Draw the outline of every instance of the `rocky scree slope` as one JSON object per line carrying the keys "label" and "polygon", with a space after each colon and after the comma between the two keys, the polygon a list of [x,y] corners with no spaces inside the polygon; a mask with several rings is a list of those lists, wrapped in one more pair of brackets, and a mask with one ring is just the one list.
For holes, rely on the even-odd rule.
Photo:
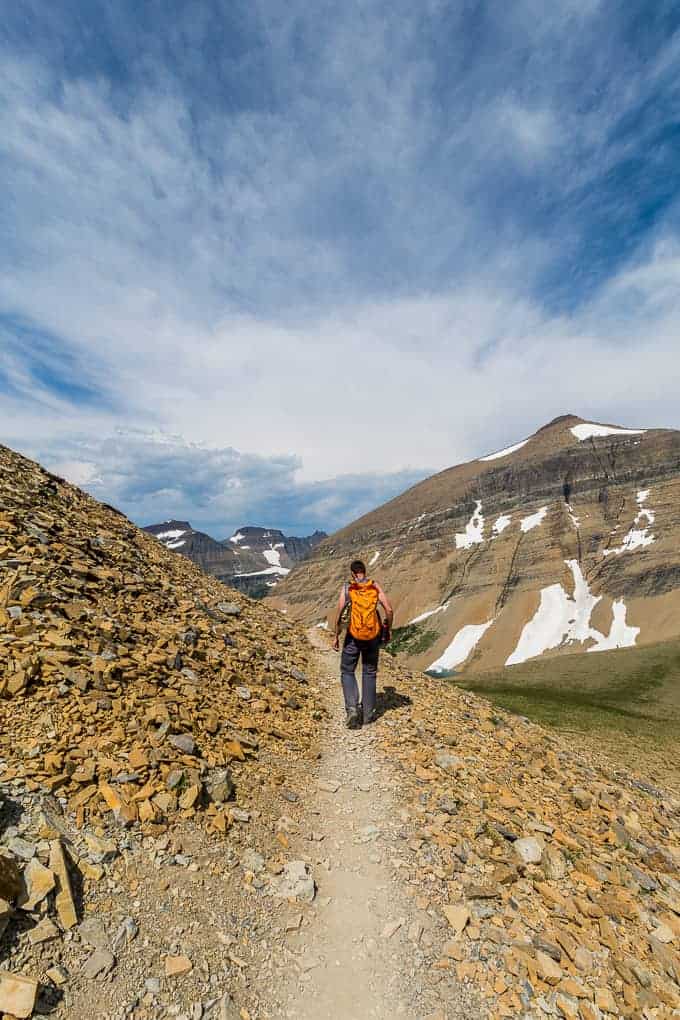
{"label": "rocky scree slope", "polygon": [[321,622],[362,556],[408,664],[444,674],[662,641],[680,633],[679,506],[680,432],[567,415],[331,536],[272,599]]}
{"label": "rocky scree slope", "polygon": [[[4,447],[0,624],[0,1015],[104,1016],[93,997],[136,937],[119,908],[143,850],[157,867],[189,866],[182,840],[208,854],[214,844],[208,875],[228,872],[253,832],[272,854],[268,792],[286,760],[316,754],[307,647],[277,614],[227,597]],[[97,904],[117,934],[103,921],[90,930]],[[168,930],[167,915],[149,926]],[[192,970],[177,946],[156,953],[170,981]],[[151,1013],[136,1015],[161,1015],[159,988],[154,978]]]}
{"label": "rocky scree slope", "polygon": [[[413,959],[484,1017],[680,1010],[680,801],[437,677],[384,663]],[[451,1003],[453,1007],[453,1003]]]}
{"label": "rocky scree slope", "polygon": [[326,538],[324,531],[298,539],[272,528],[240,527],[230,539],[218,542],[187,520],[149,524],[144,530],[251,598],[266,595]]}

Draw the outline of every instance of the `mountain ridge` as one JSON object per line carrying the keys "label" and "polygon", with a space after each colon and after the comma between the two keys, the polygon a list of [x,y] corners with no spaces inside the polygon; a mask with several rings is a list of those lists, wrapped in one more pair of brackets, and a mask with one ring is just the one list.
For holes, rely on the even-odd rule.
{"label": "mountain ridge", "polygon": [[188,520],[147,524],[144,530],[166,549],[253,598],[261,598],[275,586],[278,578],[326,537],[318,530],[305,538],[289,537],[278,528],[248,525],[237,528],[228,539],[217,540],[192,527]]}
{"label": "mountain ridge", "polygon": [[419,669],[664,640],[680,631],[679,494],[680,432],[560,415],[330,536],[272,598],[328,620],[359,555]]}

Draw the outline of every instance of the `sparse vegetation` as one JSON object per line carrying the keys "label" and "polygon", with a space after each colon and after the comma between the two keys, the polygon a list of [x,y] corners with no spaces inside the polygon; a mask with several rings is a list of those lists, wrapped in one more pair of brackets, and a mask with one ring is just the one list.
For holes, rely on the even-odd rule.
{"label": "sparse vegetation", "polygon": [[680,642],[536,659],[452,682],[680,789]]}

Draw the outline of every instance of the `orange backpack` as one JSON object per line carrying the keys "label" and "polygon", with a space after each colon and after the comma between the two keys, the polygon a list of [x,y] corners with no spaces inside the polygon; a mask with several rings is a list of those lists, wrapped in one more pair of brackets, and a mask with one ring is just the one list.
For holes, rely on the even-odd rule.
{"label": "orange backpack", "polygon": [[357,641],[372,641],[380,633],[378,616],[378,590],[372,580],[362,584],[353,581],[346,588],[350,603],[350,624],[348,630]]}

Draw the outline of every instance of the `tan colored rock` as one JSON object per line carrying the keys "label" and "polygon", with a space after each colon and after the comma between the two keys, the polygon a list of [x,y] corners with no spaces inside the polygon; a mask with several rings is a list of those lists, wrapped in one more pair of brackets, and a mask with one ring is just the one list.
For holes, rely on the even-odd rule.
{"label": "tan colored rock", "polygon": [[462,934],[470,920],[470,911],[465,904],[446,904],[441,908],[443,916],[457,934]]}
{"label": "tan colored rock", "polygon": [[50,843],[50,867],[56,876],[55,906],[59,921],[64,928],[73,928],[77,924],[77,912],[60,839],[53,839]]}
{"label": "tan colored rock", "polygon": [[21,891],[21,874],[13,857],[0,853],[0,898],[13,903]]}
{"label": "tan colored rock", "polygon": [[536,950],[536,973],[546,984],[557,984],[563,978],[562,967],[541,950]]}
{"label": "tan colored rock", "polygon": [[595,1006],[605,1013],[619,1012],[611,988],[595,988]]}
{"label": "tan colored rock", "polygon": [[23,974],[10,974],[0,970],[0,1012],[24,1020],[36,1005],[38,981]]}
{"label": "tan colored rock", "polygon": [[23,869],[24,891],[18,899],[21,910],[35,910],[39,903],[52,891],[56,883],[53,871],[34,857]]}
{"label": "tan colored rock", "polygon": [[32,946],[39,946],[41,942],[47,942],[52,938],[56,938],[58,934],[59,929],[56,924],[49,917],[44,917],[42,921],[39,921],[35,927],[30,929],[29,941]]}

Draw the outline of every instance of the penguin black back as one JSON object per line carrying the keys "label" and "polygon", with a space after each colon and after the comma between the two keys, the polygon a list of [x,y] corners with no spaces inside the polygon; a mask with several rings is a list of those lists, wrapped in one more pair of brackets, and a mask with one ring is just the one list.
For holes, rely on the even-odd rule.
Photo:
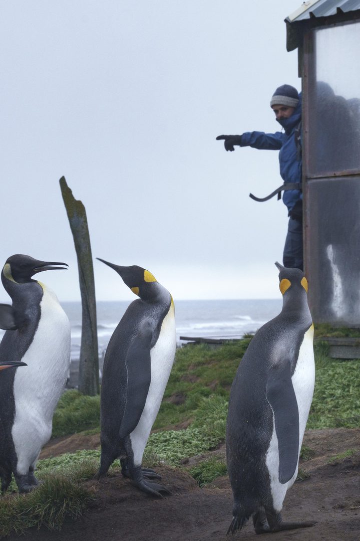
{"label": "penguin black back", "polygon": [[314,389],[314,352],[306,278],[297,269],[278,268],[282,310],[251,340],[230,392],[226,455],[234,496],[231,533],[251,515],[257,533],[312,525],[279,525],[286,490],[297,471]]}
{"label": "penguin black back", "polygon": [[105,475],[119,458],[123,475],[131,478],[141,490],[161,496],[161,492],[168,490],[150,480],[159,476],[141,468],[141,462],[174,362],[174,302],[169,292],[145,269],[100,261],[116,270],[139,299],[128,308],[106,348],[98,476]]}

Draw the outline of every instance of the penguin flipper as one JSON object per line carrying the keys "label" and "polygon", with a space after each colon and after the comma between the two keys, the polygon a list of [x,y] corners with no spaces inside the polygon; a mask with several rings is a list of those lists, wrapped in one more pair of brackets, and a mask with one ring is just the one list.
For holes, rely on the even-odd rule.
{"label": "penguin flipper", "polygon": [[18,328],[16,323],[15,311],[10,305],[0,304],[0,329],[4,331],[16,331]]}
{"label": "penguin flipper", "polygon": [[271,369],[266,397],[275,422],[279,449],[279,481],[284,484],[295,473],[299,455],[299,410],[291,381],[290,362]]}
{"label": "penguin flipper", "polygon": [[122,438],[131,434],[136,427],[145,406],[151,379],[151,335],[150,327],[142,329],[128,351],[126,403],[120,427]]}

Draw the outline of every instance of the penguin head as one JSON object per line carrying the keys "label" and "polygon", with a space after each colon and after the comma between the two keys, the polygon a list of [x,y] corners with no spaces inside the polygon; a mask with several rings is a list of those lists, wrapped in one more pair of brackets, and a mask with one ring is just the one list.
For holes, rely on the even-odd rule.
{"label": "penguin head", "polygon": [[304,291],[307,295],[308,280],[302,270],[299,269],[283,267],[277,261],[275,265],[279,270],[279,287],[283,297],[285,294],[287,296],[289,296],[289,294],[303,294]]}
{"label": "penguin head", "polygon": [[65,267],[54,266],[68,265],[54,261],[42,261],[39,259],[34,259],[30,255],[16,254],[8,258],[4,265],[2,272],[2,279],[4,278],[17,283],[25,283],[26,282],[35,281],[31,280],[31,276],[43,270],[65,270]]}
{"label": "penguin head", "polygon": [[142,267],[138,267],[137,265],[122,267],[114,263],[109,263],[100,258],[96,259],[116,270],[126,286],[142,300],[155,300],[158,297],[161,291],[166,291],[151,273]]}
{"label": "penguin head", "polygon": [[20,361],[4,361],[0,362],[0,370],[5,370],[6,368],[11,368],[12,367],[27,366],[26,362],[21,362]]}

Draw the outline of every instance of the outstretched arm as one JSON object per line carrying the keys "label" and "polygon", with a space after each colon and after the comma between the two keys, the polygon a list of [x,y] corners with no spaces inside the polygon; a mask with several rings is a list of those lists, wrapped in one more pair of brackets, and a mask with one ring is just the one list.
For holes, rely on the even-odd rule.
{"label": "outstretched arm", "polygon": [[259,150],[279,150],[283,146],[284,134],[276,131],[265,134],[264,131],[245,131],[241,135],[218,135],[217,141],[223,140],[226,150],[234,150],[234,145],[252,147]]}

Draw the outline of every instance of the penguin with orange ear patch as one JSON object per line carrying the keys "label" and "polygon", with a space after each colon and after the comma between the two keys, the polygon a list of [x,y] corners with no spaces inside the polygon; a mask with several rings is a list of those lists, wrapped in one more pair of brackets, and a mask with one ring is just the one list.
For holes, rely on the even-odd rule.
{"label": "penguin with orange ear patch", "polygon": [[280,513],[297,476],[315,365],[308,282],[298,269],[275,264],[282,310],[250,342],[230,392],[226,458],[234,504],[228,533],[250,517],[257,533],[314,524],[283,523]]}
{"label": "penguin with orange ear patch", "polygon": [[174,301],[149,270],[99,260],[114,269],[139,298],[128,308],[105,355],[97,477],[106,475],[112,462],[119,458],[123,476],[141,490],[161,497],[162,492],[169,491],[152,480],[160,476],[142,468],[141,464],[174,362]]}

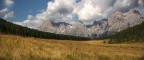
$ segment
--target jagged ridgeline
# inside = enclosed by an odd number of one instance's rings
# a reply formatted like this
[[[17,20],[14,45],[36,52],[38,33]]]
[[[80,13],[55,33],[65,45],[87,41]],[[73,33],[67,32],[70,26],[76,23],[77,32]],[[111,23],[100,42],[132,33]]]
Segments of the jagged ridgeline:
[[[79,37],[79,36],[69,36],[54,34],[49,32],[42,32],[35,29],[30,29],[27,27],[22,27],[10,22],[7,22],[4,19],[0,18],[0,33],[2,34],[14,34],[25,37],[35,37],[35,38],[44,38],[44,39],[58,39],[58,40],[90,40],[90,38]]]
[[[144,42],[144,22],[110,36],[109,43]]]

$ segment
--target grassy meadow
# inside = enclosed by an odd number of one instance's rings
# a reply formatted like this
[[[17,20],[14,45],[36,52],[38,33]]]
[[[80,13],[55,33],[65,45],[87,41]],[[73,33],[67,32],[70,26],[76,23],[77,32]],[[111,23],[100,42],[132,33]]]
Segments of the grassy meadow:
[[[144,60],[144,44],[107,44],[0,34],[0,60]]]

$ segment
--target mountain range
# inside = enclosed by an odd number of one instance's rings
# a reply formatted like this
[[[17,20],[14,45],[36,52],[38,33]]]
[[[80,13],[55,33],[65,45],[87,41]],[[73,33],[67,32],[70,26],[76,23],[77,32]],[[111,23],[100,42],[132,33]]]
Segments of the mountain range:
[[[78,21],[75,24],[66,22],[44,21],[38,28],[40,31],[56,34],[99,38],[114,34],[128,27],[141,24],[144,15],[137,10],[130,10],[127,13],[115,12],[110,18],[94,21],[91,25],[85,25]]]

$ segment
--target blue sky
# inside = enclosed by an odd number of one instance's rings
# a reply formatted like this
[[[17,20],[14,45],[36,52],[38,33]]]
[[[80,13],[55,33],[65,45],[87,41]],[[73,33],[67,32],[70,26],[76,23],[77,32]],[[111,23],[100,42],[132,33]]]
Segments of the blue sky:
[[[15,18],[10,21],[26,20],[28,15],[35,16],[42,9],[47,8],[47,3],[51,0],[14,0],[12,11],[14,11]]]

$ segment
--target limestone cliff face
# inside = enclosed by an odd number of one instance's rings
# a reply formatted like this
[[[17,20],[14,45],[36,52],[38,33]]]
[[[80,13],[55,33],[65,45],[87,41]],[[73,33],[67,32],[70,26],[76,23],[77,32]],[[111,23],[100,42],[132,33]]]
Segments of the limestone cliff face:
[[[108,19],[94,21],[92,25],[84,25],[81,21],[73,25],[65,22],[44,21],[38,29],[57,34],[98,38],[119,32],[143,21],[144,16],[142,14],[136,10],[130,10],[127,13],[116,12]]]

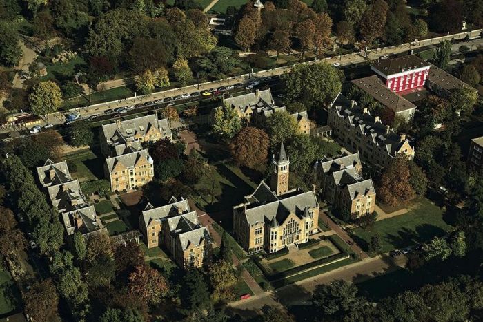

== == ==

• _REQUIRED WORK_:
Please turn the lines of the data from the one containing "Draw the outline of every instance of the outstretched" through the one containing "[[[144,42],[144,22],[110,36],[109,43]]]" into a numbered list, skipping blank lines and leaving out the pictures.

• _REPLY_:
1. Draw the outline of every instance of the outstretched arm as one JSON object per line carrying the keys "label" and "polygon", with a space after each colon and after the comma between the two keys, the polygon a list of [x,y] corners with no spaces inside the polygon; a mask with several rings is a list of those lists, wrapped in one more pair of brackets, and a mask with one ring is just the one list.
2. For holes, rely on the even-odd rule.
3. {"label": "outstretched arm", "polygon": [[259,150],[279,150],[283,146],[284,134],[276,131],[265,134],[264,131],[245,131],[241,135],[218,135],[217,141],[223,140],[226,150],[234,150],[234,145],[252,147]]}
4. Draw the outline of every instance of the penguin with orange ear patch as one JSON object per line carrying the keys "label" and "polygon", with a space after each colon and after the comma between the two keys, the polygon a list of [x,y] corners with no spaces inside the polygon; a mask with several rings is a list of those lists, wrapped in one more pair of brackets, and a mask with one ring is just the one list.
5. For holes, rely on the even-odd rule.
6. {"label": "penguin with orange ear patch", "polygon": [[280,513],[297,476],[315,365],[308,282],[298,269],[275,264],[282,310],[250,342],[230,392],[226,458],[234,504],[228,533],[250,517],[257,533],[314,524],[283,523]]}
7. {"label": "penguin with orange ear patch", "polygon": [[174,301],[149,270],[99,260],[114,269],[139,298],[128,308],[105,355],[97,477],[106,475],[112,462],[119,458],[123,476],[141,490],[161,497],[162,492],[169,491],[152,480],[160,476],[142,468],[141,464],[174,362]]}
8. $ segment
9. --target jagged ridgeline
10. # inside = enclosed by an odd number of one instance's rings
11. # a reply formatted like this
12. [[[17,20],[14,45],[36,52],[38,33]]]
13. [[[80,13],[55,33],[65,45],[87,41]],[[73,33],[67,32],[70,26],[76,23],[77,32]],[[111,23],[100,42],[132,33]]]
14. Segments of the jagged ridgeline:
15. [[[79,37],[79,36],[69,36],[54,34],[49,32],[42,32],[35,29],[30,29],[27,27],[22,27],[10,22],[7,22],[4,19],[0,18],[0,33],[2,34],[14,34],[25,37],[35,37],[35,38],[44,38],[44,39],[58,39],[58,40],[90,40],[90,38]]]
16. [[[144,42],[144,22],[110,36],[109,43]]]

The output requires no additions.